### The problem
List each line of the records below that contains the word "background", copying every such line in full.

### Data for this task
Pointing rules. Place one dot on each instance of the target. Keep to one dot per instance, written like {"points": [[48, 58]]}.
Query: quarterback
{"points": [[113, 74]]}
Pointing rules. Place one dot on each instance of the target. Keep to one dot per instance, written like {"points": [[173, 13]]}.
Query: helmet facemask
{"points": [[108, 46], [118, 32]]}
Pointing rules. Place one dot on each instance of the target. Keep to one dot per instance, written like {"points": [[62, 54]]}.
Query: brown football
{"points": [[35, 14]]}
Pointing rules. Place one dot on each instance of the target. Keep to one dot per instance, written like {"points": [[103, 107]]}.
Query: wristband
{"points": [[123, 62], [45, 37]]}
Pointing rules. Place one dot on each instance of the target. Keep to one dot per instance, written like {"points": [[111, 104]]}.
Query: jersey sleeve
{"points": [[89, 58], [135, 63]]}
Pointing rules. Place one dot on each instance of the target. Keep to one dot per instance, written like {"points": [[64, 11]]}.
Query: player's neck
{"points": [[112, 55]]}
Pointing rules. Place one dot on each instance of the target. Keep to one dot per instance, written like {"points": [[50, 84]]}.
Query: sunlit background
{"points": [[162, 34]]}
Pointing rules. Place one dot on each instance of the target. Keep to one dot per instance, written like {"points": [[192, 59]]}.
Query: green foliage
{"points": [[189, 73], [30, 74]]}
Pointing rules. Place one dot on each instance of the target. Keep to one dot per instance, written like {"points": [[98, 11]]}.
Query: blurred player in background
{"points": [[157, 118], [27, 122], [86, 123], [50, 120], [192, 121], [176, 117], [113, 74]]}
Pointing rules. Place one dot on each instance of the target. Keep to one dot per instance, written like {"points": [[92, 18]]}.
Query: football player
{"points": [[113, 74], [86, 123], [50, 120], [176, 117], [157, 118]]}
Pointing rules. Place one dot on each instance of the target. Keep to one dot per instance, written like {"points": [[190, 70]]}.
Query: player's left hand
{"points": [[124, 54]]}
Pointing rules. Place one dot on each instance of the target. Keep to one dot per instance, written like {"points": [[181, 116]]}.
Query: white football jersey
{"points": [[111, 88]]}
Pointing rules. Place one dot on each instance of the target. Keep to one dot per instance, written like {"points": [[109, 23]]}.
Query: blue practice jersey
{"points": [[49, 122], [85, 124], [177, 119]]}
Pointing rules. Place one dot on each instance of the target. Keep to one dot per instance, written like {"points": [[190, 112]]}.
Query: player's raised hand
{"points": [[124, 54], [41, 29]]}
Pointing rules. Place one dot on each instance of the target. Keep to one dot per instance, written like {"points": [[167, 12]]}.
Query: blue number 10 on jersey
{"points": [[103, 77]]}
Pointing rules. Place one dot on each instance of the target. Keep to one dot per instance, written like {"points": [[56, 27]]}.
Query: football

### Right answer
Query: sunlit background
Query: blurred player in background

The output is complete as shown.